Records from a data source
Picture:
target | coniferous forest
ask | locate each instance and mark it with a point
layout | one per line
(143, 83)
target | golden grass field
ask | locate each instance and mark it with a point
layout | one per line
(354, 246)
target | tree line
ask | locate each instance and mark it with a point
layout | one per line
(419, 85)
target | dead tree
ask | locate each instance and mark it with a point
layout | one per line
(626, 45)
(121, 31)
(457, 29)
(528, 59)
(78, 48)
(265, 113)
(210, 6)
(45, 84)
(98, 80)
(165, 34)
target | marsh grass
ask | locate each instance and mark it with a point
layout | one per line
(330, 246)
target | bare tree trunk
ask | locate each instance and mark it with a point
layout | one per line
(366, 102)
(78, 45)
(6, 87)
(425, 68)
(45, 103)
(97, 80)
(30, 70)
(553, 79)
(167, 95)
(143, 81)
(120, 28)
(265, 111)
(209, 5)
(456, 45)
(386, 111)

--

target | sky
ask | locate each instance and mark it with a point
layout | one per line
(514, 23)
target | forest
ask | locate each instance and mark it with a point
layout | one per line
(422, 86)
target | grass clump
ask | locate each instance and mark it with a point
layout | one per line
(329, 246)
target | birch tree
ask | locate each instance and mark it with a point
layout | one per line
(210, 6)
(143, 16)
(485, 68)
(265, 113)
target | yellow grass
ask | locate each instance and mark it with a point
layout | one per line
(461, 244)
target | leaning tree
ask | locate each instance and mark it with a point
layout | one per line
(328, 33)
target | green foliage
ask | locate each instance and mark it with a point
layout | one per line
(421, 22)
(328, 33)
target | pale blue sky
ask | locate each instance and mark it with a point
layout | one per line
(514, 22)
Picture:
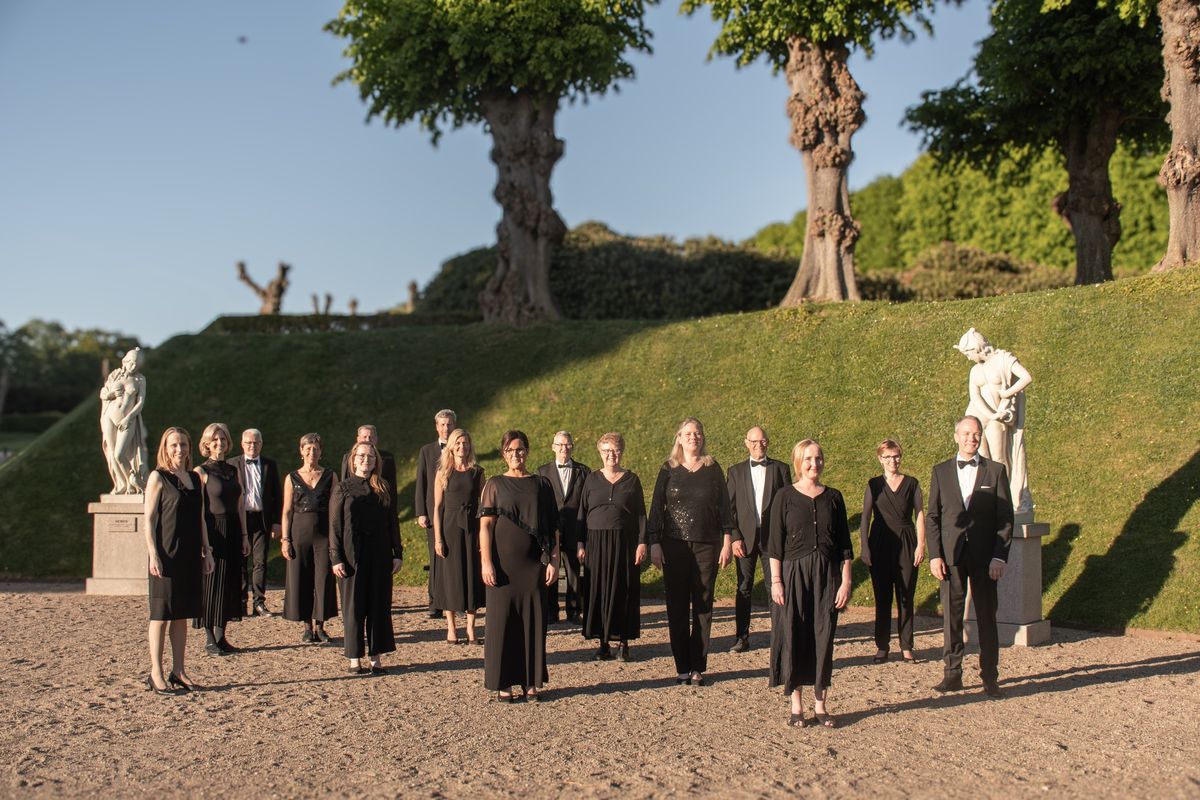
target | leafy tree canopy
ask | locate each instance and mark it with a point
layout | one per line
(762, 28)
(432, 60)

Exercise objective: Locate every line in the items above that contains the string "forest", and copy each of those lines. Treat uppercase and lowercase letters as different.

Finished exercise:
target | coniferous forest
target | forest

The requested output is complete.